__Task goal__. Write out exactly, with both ends included, the lines that run from the line containing "Would you kindly indicate the pedestrian" to the end of the entries. Pictures are not part of the answer.

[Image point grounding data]
━━━━━━━━━━━━━━━━━━━━━━━━━━━━━━

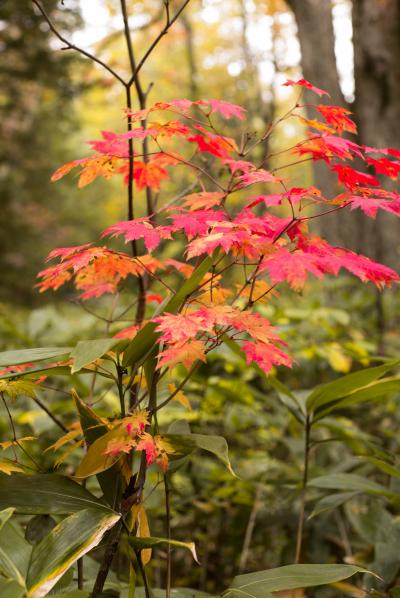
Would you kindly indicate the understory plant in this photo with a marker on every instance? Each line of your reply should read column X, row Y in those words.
column 191, row 272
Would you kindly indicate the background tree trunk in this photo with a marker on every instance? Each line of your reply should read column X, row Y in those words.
column 376, row 39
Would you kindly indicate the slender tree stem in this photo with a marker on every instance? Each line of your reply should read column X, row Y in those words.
column 250, row 529
column 300, row 524
column 168, row 525
column 110, row 552
column 143, row 574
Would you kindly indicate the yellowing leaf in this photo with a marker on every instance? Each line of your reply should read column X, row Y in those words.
column 68, row 451
column 8, row 443
column 8, row 467
column 13, row 388
column 180, row 397
column 338, row 360
column 68, row 437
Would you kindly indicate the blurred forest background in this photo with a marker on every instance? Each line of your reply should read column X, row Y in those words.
column 53, row 101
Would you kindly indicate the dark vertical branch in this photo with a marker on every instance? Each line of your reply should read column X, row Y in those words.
column 300, row 525
column 109, row 555
column 168, row 525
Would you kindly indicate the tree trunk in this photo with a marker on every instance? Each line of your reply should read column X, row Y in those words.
column 317, row 44
column 376, row 38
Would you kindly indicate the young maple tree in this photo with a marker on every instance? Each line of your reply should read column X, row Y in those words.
column 229, row 256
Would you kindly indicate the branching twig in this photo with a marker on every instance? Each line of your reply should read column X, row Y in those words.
column 71, row 46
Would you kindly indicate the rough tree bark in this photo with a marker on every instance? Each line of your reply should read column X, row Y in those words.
column 317, row 44
column 376, row 39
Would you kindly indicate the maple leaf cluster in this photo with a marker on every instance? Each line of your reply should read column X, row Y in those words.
column 272, row 249
column 132, row 435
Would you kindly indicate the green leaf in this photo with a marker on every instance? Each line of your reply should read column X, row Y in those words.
column 372, row 392
column 15, row 388
column 175, row 593
column 31, row 355
column 67, row 542
column 15, row 552
column 110, row 481
column 5, row 515
column 60, row 370
column 383, row 466
column 86, row 352
column 149, row 542
column 331, row 502
column 290, row 577
column 350, row 482
column 147, row 336
column 96, row 461
column 346, row 385
column 73, row 594
column 11, row 589
column 46, row 493
column 185, row 443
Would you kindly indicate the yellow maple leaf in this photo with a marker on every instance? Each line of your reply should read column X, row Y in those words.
column 180, row 397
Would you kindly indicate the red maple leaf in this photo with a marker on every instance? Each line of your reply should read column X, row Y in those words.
column 353, row 178
column 226, row 109
column 266, row 355
column 204, row 200
column 337, row 117
column 216, row 145
column 390, row 168
column 140, row 228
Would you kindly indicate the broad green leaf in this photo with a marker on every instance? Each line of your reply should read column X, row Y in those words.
column 383, row 466
column 73, row 594
column 5, row 516
column 185, row 443
column 93, row 428
column 31, row 355
column 67, row 542
column 345, row 385
column 143, row 543
column 59, row 370
column 46, row 494
column 96, row 461
column 37, row 528
column 372, row 392
column 331, row 502
column 86, row 352
column 147, row 337
column 289, row 577
column 350, row 482
column 175, row 593
column 15, row 388
column 15, row 552
column 11, row 589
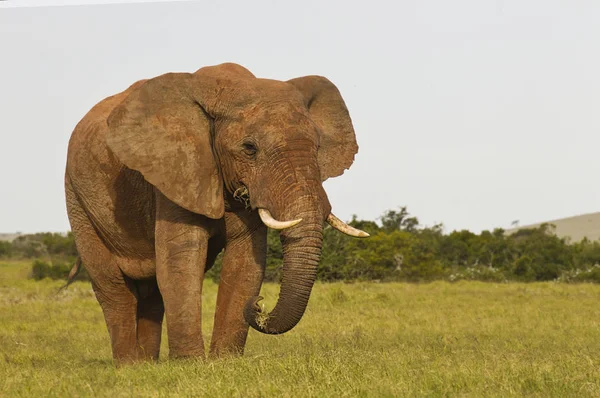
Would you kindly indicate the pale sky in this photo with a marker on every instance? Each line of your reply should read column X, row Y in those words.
column 471, row 113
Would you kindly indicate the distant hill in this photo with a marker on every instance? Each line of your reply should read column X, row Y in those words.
column 9, row 237
column 577, row 228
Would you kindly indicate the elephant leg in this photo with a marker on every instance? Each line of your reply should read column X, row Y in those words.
column 150, row 312
column 241, row 277
column 119, row 306
column 115, row 293
column 181, row 251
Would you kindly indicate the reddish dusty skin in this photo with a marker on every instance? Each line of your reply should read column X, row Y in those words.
column 149, row 183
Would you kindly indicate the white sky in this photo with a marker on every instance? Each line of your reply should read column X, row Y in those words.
column 471, row 113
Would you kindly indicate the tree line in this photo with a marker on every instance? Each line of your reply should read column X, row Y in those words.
column 399, row 249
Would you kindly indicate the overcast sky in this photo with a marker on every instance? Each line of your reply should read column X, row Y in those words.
column 471, row 113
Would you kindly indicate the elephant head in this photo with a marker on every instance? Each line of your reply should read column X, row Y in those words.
column 204, row 138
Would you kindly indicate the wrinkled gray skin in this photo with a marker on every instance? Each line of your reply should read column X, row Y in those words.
column 150, row 181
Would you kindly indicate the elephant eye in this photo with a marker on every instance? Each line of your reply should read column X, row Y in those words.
column 249, row 148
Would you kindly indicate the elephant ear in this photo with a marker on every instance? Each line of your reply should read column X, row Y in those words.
column 164, row 132
column 328, row 110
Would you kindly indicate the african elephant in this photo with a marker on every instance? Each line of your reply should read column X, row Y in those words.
column 163, row 176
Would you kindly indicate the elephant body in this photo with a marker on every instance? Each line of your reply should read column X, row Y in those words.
column 163, row 176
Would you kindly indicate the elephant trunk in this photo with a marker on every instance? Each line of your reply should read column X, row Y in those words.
column 301, row 254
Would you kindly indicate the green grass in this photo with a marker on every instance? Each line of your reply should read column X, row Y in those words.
column 364, row 339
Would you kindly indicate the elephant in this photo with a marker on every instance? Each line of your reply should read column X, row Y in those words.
column 163, row 176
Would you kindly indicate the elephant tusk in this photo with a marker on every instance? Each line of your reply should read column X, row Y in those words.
column 345, row 228
column 269, row 221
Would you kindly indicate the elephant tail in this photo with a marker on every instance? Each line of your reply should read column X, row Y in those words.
column 73, row 274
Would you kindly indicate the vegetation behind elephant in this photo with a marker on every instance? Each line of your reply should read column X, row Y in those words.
column 163, row 176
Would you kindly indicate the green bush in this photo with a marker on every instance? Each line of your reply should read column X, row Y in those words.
column 399, row 249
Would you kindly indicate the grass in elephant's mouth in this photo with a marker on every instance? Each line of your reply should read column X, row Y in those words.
column 361, row 339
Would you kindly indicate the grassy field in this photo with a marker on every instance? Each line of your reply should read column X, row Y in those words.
column 363, row 339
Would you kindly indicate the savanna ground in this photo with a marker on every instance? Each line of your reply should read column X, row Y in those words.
column 362, row 339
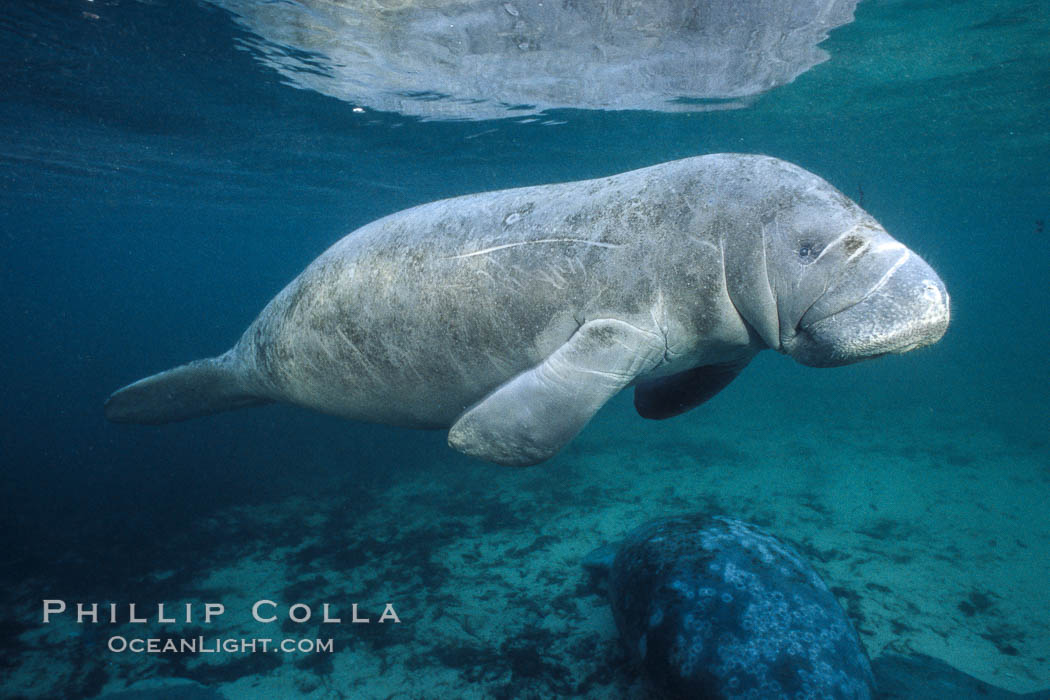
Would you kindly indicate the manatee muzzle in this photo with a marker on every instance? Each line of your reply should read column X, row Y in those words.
column 863, row 316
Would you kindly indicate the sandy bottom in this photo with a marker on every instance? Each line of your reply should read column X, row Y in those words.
column 933, row 545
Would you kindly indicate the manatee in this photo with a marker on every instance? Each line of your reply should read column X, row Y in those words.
column 715, row 608
column 510, row 317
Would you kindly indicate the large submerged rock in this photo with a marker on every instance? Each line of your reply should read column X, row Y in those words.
column 715, row 608
column 485, row 59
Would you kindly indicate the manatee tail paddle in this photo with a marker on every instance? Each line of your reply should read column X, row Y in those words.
column 189, row 390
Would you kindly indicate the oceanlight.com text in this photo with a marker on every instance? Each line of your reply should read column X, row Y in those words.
column 121, row 644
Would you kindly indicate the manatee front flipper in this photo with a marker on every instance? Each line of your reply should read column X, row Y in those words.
column 666, row 397
column 533, row 415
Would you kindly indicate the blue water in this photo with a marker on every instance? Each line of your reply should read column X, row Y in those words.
column 159, row 186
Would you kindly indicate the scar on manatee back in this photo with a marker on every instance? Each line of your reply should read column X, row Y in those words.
column 853, row 244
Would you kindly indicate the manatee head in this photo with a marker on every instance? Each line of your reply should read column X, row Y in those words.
column 822, row 280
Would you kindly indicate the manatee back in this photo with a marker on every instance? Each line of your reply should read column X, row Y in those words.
column 716, row 608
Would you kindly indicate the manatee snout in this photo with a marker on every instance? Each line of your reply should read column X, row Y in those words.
column 905, row 306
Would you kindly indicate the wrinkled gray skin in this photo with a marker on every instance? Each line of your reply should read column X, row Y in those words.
column 512, row 316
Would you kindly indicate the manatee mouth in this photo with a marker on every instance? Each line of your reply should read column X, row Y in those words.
column 908, row 308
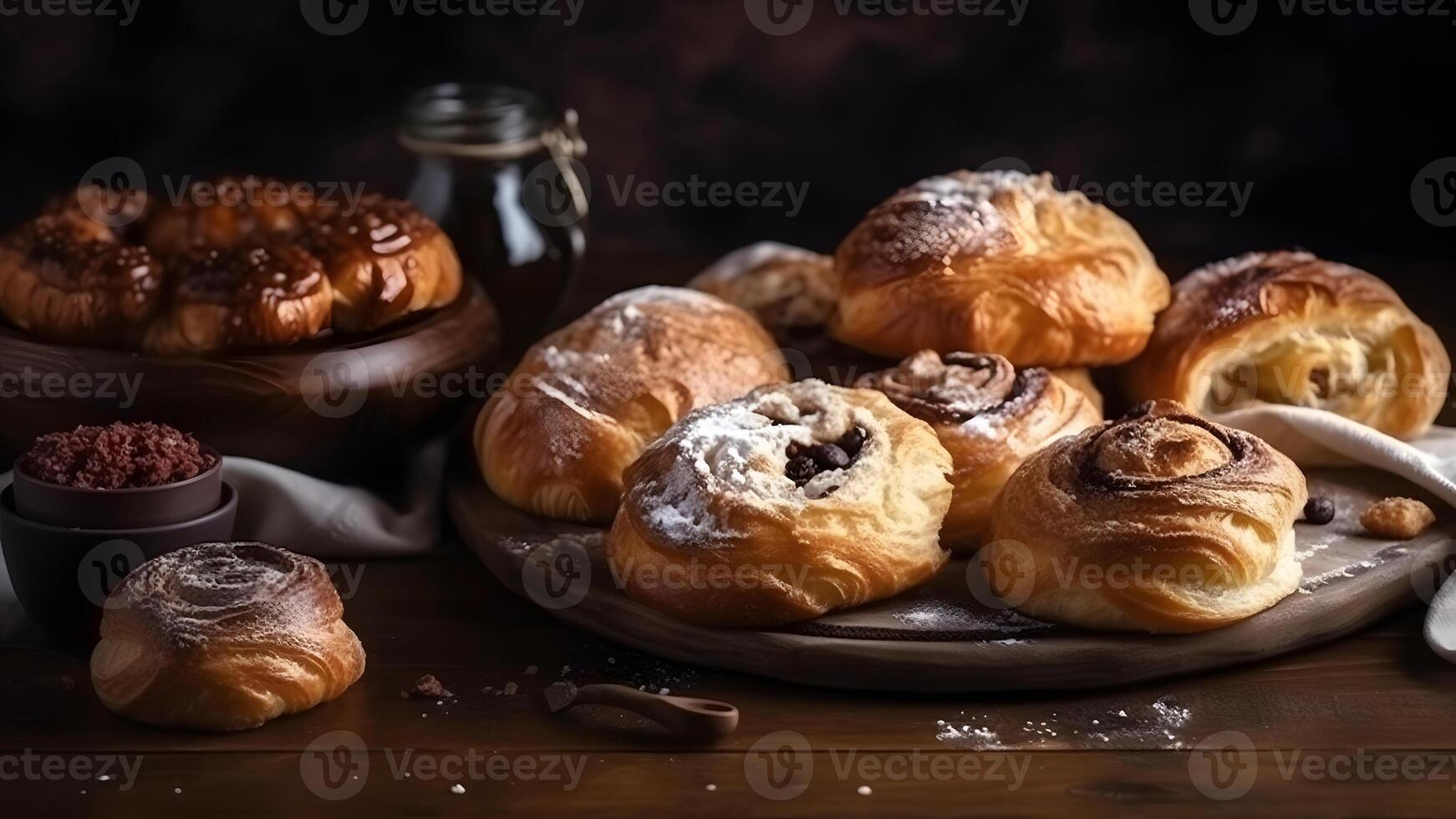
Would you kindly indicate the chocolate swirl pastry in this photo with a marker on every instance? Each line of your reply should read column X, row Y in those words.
column 69, row 277
column 782, row 286
column 242, row 298
column 584, row 400
column 1159, row 521
column 989, row 416
column 223, row 636
column 96, row 213
column 998, row 262
column 384, row 261
column 232, row 211
column 78, row 286
column 1289, row 328
column 782, row 505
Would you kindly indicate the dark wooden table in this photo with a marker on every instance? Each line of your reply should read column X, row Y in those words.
column 1362, row 726
column 1379, row 697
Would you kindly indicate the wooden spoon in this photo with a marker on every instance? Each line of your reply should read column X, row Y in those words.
column 688, row 718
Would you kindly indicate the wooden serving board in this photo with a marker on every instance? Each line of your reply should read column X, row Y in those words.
column 939, row 638
column 333, row 406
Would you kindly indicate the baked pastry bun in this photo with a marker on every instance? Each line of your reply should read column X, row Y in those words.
column 1293, row 329
column 242, row 298
column 1159, row 521
column 989, row 416
column 74, row 284
column 384, row 261
column 782, row 505
column 782, row 286
column 998, row 262
column 584, row 400
column 223, row 636
column 232, row 211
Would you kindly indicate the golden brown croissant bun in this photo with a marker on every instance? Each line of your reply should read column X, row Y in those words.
column 242, row 298
column 1159, row 521
column 782, row 286
column 782, row 505
column 998, row 262
column 989, row 416
column 1293, row 329
column 223, row 636
column 78, row 286
column 584, row 400
column 384, row 261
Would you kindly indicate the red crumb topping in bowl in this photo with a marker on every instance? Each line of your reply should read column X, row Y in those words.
column 121, row 455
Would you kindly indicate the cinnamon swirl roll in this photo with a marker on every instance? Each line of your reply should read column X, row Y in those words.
column 1159, row 521
column 782, row 286
column 1289, row 328
column 989, row 416
column 74, row 286
column 384, row 261
column 782, row 505
column 998, row 262
column 232, row 211
column 242, row 298
column 223, row 636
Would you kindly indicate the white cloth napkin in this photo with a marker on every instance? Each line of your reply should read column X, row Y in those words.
column 313, row 516
column 1312, row 437
column 1318, row 438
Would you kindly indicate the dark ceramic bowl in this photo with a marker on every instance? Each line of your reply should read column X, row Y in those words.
column 143, row 508
column 63, row 575
column 321, row 406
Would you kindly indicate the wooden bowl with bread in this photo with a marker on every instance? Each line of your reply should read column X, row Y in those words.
column 302, row 335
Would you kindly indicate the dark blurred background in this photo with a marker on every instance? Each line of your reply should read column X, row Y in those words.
column 1328, row 118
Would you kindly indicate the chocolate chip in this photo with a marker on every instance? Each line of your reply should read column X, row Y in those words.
column 827, row 457
column 1320, row 511
column 801, row 469
column 852, row 441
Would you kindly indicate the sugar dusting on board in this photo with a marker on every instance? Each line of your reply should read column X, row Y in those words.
column 941, row 614
column 1157, row 725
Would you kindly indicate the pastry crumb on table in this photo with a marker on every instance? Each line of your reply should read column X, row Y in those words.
column 1397, row 516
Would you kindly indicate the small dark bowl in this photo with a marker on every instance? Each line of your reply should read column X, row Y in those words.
column 143, row 508
column 63, row 575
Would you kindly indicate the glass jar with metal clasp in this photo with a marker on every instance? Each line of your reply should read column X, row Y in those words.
column 501, row 174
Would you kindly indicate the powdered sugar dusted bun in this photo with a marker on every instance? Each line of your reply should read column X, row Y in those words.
column 998, row 262
column 1291, row 328
column 223, row 636
column 1159, row 521
column 989, row 416
column 782, row 286
column 782, row 505
column 587, row 399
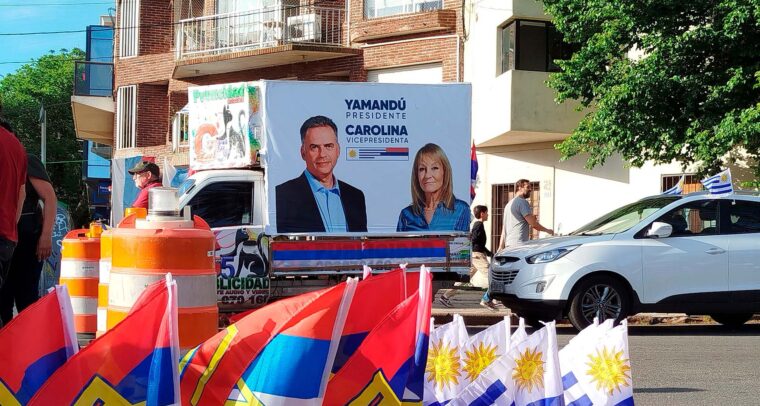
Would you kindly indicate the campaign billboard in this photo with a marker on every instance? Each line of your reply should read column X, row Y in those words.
column 367, row 158
column 224, row 126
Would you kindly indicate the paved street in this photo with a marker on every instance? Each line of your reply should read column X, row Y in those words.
column 673, row 364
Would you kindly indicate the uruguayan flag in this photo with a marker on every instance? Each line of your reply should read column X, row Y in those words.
column 533, row 366
column 484, row 348
column 599, row 367
column 490, row 388
column 445, row 373
column 677, row 189
column 719, row 184
column 567, row 358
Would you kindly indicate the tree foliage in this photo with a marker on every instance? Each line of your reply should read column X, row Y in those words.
column 49, row 81
column 691, row 95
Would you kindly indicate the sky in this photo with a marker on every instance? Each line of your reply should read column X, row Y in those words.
column 22, row 16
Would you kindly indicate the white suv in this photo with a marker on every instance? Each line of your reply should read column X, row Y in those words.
column 694, row 254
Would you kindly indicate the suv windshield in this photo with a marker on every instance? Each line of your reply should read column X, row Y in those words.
column 622, row 219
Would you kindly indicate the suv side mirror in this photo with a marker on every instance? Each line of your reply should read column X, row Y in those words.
column 660, row 230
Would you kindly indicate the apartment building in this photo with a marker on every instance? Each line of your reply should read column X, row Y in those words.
column 509, row 51
column 163, row 47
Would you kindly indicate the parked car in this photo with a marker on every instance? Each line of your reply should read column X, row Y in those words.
column 694, row 254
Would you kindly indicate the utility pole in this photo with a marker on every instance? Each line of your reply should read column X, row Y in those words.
column 43, row 135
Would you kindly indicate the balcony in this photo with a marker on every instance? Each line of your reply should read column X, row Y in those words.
column 517, row 107
column 258, row 38
column 92, row 101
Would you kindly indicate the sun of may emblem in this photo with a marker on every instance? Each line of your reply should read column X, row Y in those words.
column 478, row 359
column 609, row 370
column 529, row 371
column 443, row 365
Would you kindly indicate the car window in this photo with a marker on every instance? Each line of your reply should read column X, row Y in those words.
column 745, row 217
column 699, row 217
column 224, row 204
column 625, row 217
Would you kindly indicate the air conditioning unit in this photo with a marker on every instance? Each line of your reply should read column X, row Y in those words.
column 305, row 28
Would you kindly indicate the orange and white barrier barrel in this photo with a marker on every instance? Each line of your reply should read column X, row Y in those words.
column 145, row 250
column 80, row 256
column 105, row 271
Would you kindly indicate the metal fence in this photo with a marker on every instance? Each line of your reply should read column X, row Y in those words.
column 259, row 28
column 93, row 79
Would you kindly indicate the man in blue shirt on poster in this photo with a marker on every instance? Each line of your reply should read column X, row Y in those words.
column 316, row 201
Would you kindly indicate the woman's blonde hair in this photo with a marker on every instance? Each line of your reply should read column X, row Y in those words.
column 447, row 189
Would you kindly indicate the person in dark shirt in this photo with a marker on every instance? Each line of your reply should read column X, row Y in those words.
column 479, row 257
column 12, row 194
column 35, row 241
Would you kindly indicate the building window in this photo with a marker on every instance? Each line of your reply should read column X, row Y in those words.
column 129, row 22
column 180, row 134
column 126, row 116
column 503, row 194
column 383, row 8
column 532, row 45
column 690, row 183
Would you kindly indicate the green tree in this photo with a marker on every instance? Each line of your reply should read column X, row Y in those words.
column 48, row 81
column 692, row 95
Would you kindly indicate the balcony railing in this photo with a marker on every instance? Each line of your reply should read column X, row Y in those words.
column 383, row 8
column 259, row 28
column 93, row 79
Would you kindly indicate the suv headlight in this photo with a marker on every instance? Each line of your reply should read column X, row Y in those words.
column 551, row 255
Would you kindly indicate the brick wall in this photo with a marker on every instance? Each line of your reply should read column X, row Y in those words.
column 160, row 96
column 152, row 115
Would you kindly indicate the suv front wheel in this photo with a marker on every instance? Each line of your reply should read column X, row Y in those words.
column 598, row 296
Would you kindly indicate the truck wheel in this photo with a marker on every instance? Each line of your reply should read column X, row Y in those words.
column 734, row 320
column 598, row 296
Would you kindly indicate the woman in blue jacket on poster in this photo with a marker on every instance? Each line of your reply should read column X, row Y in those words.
column 434, row 206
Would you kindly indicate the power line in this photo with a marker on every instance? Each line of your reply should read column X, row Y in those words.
column 139, row 26
column 51, row 4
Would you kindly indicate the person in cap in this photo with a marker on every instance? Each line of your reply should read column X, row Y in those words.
column 146, row 176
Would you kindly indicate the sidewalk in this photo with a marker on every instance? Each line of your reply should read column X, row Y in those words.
column 467, row 304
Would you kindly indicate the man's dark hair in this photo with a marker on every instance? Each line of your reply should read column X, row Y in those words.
column 478, row 210
column 317, row 121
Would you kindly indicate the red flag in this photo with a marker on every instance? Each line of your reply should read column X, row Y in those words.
column 378, row 370
column 34, row 345
column 279, row 354
column 134, row 362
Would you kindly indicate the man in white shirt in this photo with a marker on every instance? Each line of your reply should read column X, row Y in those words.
column 519, row 218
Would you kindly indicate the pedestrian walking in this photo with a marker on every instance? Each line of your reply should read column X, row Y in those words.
column 12, row 194
column 479, row 257
column 519, row 218
column 146, row 176
column 35, row 241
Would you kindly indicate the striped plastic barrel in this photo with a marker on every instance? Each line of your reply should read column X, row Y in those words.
column 80, row 256
column 145, row 251
column 105, row 272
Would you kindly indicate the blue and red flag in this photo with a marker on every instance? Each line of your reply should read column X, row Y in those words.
column 375, row 297
column 279, row 354
column 135, row 362
column 34, row 345
column 473, row 170
column 389, row 364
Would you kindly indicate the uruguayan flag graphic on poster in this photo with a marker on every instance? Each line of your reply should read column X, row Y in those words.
column 484, row 348
column 533, row 366
column 444, row 373
column 678, row 188
column 719, row 184
column 600, row 368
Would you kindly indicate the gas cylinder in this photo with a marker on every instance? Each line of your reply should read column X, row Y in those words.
column 145, row 250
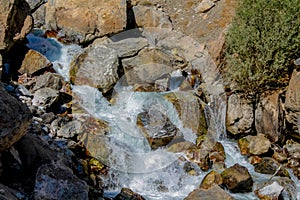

━━━━━━━━━━━━━━━━━━━━━━━━━━━━━━

__Task response__.
Would you kindly indicate the pedestrian walking in this photo with a marker on every instance? Each line of your reply should read column X, row Y in those words.
column 12, row 194
column 479, row 257
column 519, row 218
column 146, row 176
column 35, row 241
Would you kindly indicate the striped plastic barrel in this photo with a marker on every instance? Each line of your reply should read column X, row Y in those words.
column 80, row 256
column 145, row 251
column 105, row 272
Would you kindly indicate the blue and red flag in this photo with a marker on every instance? Each line of your reply should read column X, row Y in those words.
column 375, row 297
column 279, row 354
column 135, row 362
column 34, row 345
column 473, row 170
column 389, row 364
Would you kindly indicate the uruguayan flag graphic on poster in this photo with a marker on every instance? Each line of your reply should read column X, row Y in those words.
column 484, row 348
column 533, row 366
column 444, row 373
column 678, row 188
column 719, row 184
column 600, row 368
Would you kindly indicate the gas cylinder in this photo with a marker on every instance? Each line of your reply should read column X, row Y in those words.
column 145, row 250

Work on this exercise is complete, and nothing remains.